▶ **Data rows**:
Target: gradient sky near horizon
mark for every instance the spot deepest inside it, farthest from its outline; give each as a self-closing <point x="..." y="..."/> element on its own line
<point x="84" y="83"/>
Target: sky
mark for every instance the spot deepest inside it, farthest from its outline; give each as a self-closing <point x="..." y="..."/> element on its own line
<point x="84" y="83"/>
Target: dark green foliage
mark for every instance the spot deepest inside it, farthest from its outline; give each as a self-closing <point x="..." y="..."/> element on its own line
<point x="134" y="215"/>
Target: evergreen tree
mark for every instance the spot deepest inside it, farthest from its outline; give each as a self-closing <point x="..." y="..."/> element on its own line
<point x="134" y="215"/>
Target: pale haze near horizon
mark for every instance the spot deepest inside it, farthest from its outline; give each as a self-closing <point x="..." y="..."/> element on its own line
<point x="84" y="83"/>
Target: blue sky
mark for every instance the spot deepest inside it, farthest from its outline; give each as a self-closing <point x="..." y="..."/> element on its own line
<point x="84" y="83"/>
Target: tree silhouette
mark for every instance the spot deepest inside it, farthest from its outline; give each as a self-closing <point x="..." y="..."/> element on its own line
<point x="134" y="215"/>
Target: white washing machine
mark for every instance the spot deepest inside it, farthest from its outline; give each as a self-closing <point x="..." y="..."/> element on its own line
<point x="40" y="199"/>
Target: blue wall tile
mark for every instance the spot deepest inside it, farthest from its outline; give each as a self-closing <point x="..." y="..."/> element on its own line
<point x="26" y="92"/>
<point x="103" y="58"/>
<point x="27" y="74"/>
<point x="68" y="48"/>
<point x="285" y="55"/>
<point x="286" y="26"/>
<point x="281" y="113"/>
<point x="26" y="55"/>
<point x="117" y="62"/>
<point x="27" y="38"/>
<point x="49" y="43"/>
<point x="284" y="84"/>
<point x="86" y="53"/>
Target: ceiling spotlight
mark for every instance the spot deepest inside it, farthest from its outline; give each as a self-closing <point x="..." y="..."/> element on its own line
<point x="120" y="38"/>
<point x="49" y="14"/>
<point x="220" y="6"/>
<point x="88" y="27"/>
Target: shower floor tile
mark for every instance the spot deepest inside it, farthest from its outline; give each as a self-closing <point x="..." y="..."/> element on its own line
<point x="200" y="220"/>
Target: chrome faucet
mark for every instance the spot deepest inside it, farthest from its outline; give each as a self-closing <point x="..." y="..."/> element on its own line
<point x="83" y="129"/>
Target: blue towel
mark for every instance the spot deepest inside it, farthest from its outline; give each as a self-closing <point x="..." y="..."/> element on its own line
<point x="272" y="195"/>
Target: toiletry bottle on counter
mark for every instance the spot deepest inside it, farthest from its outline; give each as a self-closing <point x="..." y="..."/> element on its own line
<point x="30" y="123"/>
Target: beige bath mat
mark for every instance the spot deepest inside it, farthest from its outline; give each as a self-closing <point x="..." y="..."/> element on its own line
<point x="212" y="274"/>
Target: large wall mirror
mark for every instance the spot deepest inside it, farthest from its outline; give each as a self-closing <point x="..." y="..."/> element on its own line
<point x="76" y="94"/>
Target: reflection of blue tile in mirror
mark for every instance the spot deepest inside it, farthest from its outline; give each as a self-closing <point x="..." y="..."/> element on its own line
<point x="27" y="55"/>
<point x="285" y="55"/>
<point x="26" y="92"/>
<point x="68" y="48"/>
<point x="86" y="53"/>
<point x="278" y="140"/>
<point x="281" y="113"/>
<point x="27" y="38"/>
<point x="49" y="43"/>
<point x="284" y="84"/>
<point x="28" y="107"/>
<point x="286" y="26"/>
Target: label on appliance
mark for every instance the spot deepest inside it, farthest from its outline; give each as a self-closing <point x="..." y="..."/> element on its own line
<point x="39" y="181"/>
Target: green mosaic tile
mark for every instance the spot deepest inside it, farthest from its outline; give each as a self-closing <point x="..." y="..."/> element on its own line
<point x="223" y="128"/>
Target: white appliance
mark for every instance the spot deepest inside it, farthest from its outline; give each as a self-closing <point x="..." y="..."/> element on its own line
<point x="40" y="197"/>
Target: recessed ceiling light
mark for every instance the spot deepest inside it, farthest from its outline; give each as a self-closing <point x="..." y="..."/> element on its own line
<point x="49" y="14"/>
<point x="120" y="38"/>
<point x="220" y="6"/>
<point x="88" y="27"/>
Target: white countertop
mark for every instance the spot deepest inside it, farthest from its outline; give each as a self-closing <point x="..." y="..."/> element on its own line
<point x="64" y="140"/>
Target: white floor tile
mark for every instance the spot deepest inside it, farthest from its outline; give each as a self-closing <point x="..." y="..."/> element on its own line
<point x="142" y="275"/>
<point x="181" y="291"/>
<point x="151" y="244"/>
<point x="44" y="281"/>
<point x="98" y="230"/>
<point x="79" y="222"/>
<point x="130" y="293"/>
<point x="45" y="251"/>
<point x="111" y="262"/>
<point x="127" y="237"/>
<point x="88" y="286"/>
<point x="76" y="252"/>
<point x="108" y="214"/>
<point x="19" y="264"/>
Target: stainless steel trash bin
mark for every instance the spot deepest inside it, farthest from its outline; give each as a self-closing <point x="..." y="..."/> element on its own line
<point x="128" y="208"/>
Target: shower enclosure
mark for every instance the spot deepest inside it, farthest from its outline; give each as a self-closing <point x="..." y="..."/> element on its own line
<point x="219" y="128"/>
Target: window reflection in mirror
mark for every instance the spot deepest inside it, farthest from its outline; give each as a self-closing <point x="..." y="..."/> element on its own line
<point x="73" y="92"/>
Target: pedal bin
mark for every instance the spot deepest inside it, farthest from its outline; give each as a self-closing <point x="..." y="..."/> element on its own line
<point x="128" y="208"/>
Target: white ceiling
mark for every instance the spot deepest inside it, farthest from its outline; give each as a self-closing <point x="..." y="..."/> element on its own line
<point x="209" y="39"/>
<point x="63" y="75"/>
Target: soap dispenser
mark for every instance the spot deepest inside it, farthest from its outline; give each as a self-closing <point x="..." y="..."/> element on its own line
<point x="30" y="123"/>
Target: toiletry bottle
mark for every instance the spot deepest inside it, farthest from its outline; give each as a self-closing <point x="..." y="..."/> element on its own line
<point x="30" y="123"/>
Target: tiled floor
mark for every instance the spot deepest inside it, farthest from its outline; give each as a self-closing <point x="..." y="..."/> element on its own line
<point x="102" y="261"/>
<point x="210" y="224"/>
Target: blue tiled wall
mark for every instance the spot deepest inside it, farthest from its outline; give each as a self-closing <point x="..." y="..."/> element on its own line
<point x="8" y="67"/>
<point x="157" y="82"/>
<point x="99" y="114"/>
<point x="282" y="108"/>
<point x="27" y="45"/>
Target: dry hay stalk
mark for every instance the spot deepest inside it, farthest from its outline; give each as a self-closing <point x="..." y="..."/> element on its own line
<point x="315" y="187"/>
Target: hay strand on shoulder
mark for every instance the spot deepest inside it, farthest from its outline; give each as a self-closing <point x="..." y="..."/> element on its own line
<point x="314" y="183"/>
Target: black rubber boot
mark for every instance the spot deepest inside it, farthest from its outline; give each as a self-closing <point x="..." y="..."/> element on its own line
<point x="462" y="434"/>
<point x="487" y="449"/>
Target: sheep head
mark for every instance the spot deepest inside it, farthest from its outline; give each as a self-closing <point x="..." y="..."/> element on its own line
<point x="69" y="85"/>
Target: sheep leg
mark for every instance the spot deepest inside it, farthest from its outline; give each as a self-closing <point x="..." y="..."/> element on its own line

▶ **Goal of the exercise**:
Copy out each record from above, exactly.

▶ **Complete response**:
Target: gradient sky near horizon
mark for every instance the spot deepest inside it, farthest from its outline; give each as a self-closing <point x="..." y="..."/> element on its own line
<point x="84" y="83"/>
Target: sky
mark for every instance the spot deepest inside it, farthest from its outline; give each as a self-closing <point x="..." y="..."/> element on its own line
<point x="84" y="83"/>
Target: dark green foliage
mark for every instance the spot deepest inside it, farthest from its outline; give each as a self-closing <point x="..." y="..."/> element on its own line
<point x="134" y="215"/>
Target: evergreen tree
mark for every instance the spot deepest inside it, farthest from its outline; give each as a self-closing <point x="..." y="..."/> element on its own line
<point x="134" y="215"/>
Target: pale haze near horizon
mark for every instance the spot deepest inside it, farthest from its outline; give each as a self-closing <point x="..." y="..."/> element on its own line
<point x="84" y="83"/>
Target: blue sky
mark for every instance the spot deepest inside it, farthest from its outline; give each as a self-closing <point x="..." y="..."/> element on its own line
<point x="84" y="83"/>
Target: tree silhouette
mark for every instance the spot deepest inside it, farthest from its outline; give each as a self-closing <point x="..." y="..."/> element on its own line
<point x="134" y="215"/>
Target: white washing machine
mark for every instance the spot deepest inside it, farthest from its outline; give each as a self-closing <point x="..." y="..."/> element on its own line
<point x="40" y="199"/>
Target: blue wall tile
mark for every instance the spot deepest inside it, farthest from its outline; give each as a self-closing <point x="..." y="..."/> element on its own line
<point x="26" y="92"/>
<point x="103" y="58"/>
<point x="27" y="74"/>
<point x="68" y="48"/>
<point x="285" y="55"/>
<point x="286" y="26"/>
<point x="281" y="113"/>
<point x="26" y="55"/>
<point x="117" y="62"/>
<point x="27" y="38"/>
<point x="49" y="43"/>
<point x="284" y="84"/>
<point x="86" y="53"/>
Target: ceiling spotlight
mark for every instance the spot deepest inside it, farthest from its outline; give each as a self-closing <point x="..." y="..."/> element on its own line
<point x="120" y="38"/>
<point x="49" y="14"/>
<point x="220" y="6"/>
<point x="88" y="27"/>
Target: shower floor tile
mark for every instance the spot deepest inside it, farthest from its outline; give each as a self-closing <point x="..." y="..."/> element on its own line
<point x="200" y="220"/>
Target: chrome faucet
mark for every instance the spot deepest inside it, farthest from its outline; give each as a self-closing <point x="..." y="..."/> element on its own line
<point x="83" y="129"/>
Target: blue towel
mark for every instance the spot deepest inside it, farthest from its outline; give each as a self-closing <point x="..." y="..."/> element on its own line
<point x="272" y="195"/>
Target: toiletry bottle on counter
mark for every instance the spot deepest inside it, farthest from its outline; give each as a self-closing <point x="..." y="..."/> element on its own line
<point x="30" y="123"/>
Target: beige bath mat
mark for every instance the spot deepest inside it, farthest from its outline; give each as a self-closing <point x="..." y="..."/> element on its own line
<point x="212" y="274"/>
Target: large wall mirror
mark for every instance the spot deepest inside it, farthest from its outline; give each as a self-closing <point x="..." y="..."/> element on its own line
<point x="76" y="94"/>
Target: reflection of blue tile in mirror
mark for every instance the spot deepest inside it, farthest from its outline; give each as a self-closing <point x="..." y="..."/> element on its own line
<point x="27" y="55"/>
<point x="285" y="55"/>
<point x="26" y="92"/>
<point x="68" y="48"/>
<point x="86" y="53"/>
<point x="278" y="140"/>
<point x="281" y="113"/>
<point x="27" y="38"/>
<point x="49" y="43"/>
<point x="284" y="84"/>
<point x="28" y="107"/>
<point x="286" y="26"/>
Target: label on appliance
mark for every instance the spot deepest inside it, farthest from its outline; give each as a self-closing <point x="..." y="..."/> element on its own line
<point x="39" y="181"/>
Target: green mosaic tile
mark for every instance the spot deepest inside it, farthest from its outline; give each as a self-closing <point x="..." y="..."/> element on its own line
<point x="223" y="128"/>
Target: white appliance
mark for every instance the spot deepest inside it, farthest from its outline; give each as a self-closing <point x="..." y="..."/> element on its own line
<point x="40" y="197"/>
Target: recessed ceiling light
mark for every instance the spot deepest inside it, farthest from its outline; give each as a self-closing <point x="..." y="..."/> element on its own line
<point x="49" y="14"/>
<point x="120" y="38"/>
<point x="220" y="6"/>
<point x="88" y="27"/>
Target: white countertop
mark for every instance the spot deepest inside it, farthest from its outline; give each as a self-closing <point x="..." y="..."/> element on its own line
<point x="64" y="140"/>
Target: white floor tile
mark for every instance the spot deepest inside it, farthest from its outline; give each as a self-closing <point x="..." y="..."/> element on its own line
<point x="142" y="275"/>
<point x="181" y="291"/>
<point x="151" y="244"/>
<point x="44" y="281"/>
<point x="98" y="230"/>
<point x="79" y="222"/>
<point x="130" y="293"/>
<point x="45" y="251"/>
<point x="111" y="262"/>
<point x="127" y="237"/>
<point x="88" y="286"/>
<point x="76" y="252"/>
<point x="108" y="214"/>
<point x="19" y="264"/>
Target: stainless steel trash bin
mark for every instance the spot deepest inside it, farthest from its outline; give each as a self-closing <point x="..." y="..."/> element on its own line
<point x="128" y="208"/>
Target: shower enclosure
mark for every instance the spot deepest inside it, farthest from its outline; give each as a self-closing <point x="..." y="..."/> element on its own line
<point x="219" y="128"/>
Target: window reflection in mirror
mark for every instance the spot deepest inside it, farthest from its outline; give each as a self-closing <point x="..." y="..."/> element on its own line
<point x="73" y="92"/>
Target: pedal bin
mark for every instance the spot deepest inside it, farthest from its outline; give each as a self-closing <point x="..." y="..."/> element on its own line
<point x="128" y="208"/>
Target: white ceiling
mark for every instance the spot deepest inside it, farthest from its outline; give each as a self-closing <point x="..." y="..."/> element on its own line
<point x="209" y="39"/>
<point x="63" y="75"/>
Target: soap dispenser
mark for every instance the spot deepest inside it, farthest from its outline; give each as a self-closing <point x="..." y="..."/> element on its own line
<point x="30" y="123"/>
Target: toiletry bottle
mark for every instance the spot deepest inside it, farthest from its outline; give each as a self-closing <point x="..." y="..."/> element on its own line
<point x="30" y="123"/>
Target: tiled floor
mark for every instance the spot deepest inside it, farthest from its outline; give each as a self-closing <point x="..." y="..."/> element on its own line
<point x="102" y="261"/>
<point x="210" y="224"/>
Target: blue tiled wall
mark for every instance the spot deepest inside it, farthest from its outline; give each as a self-closing <point x="..." y="..."/> element on its own line
<point x="8" y="67"/>
<point x="157" y="82"/>
<point x="99" y="114"/>
<point x="282" y="108"/>
<point x="27" y="45"/>
Target: dry hay stalk
mark for every instance the spot deepest inside it, farthest from its outline; give each as a self-closing <point x="..." y="..."/> element on its own line
<point x="315" y="187"/>
Target: hay strand on shoulder
mark for every instance the spot deepest inside it, farthest from its outline; give each as a self-closing <point x="..." y="..."/> element on its own line
<point x="314" y="183"/>
Target: black rubber boot
mark for every instance the spot deepest inside it, farthest from its outline; give each as a self-closing <point x="..." y="..."/> element on its own line
<point x="462" y="434"/>
<point x="487" y="449"/>
Target: sheep head
mark for every instance the spot deepest inside it, farthest from its outline; give each as a self-closing <point x="..." y="..."/> element on its own line
<point x="69" y="85"/>
Target: sheep leg
mark for every instance the spot deepest inside it, farthest from its outline; give each as a self-closing <point x="..." y="..."/> element on its own line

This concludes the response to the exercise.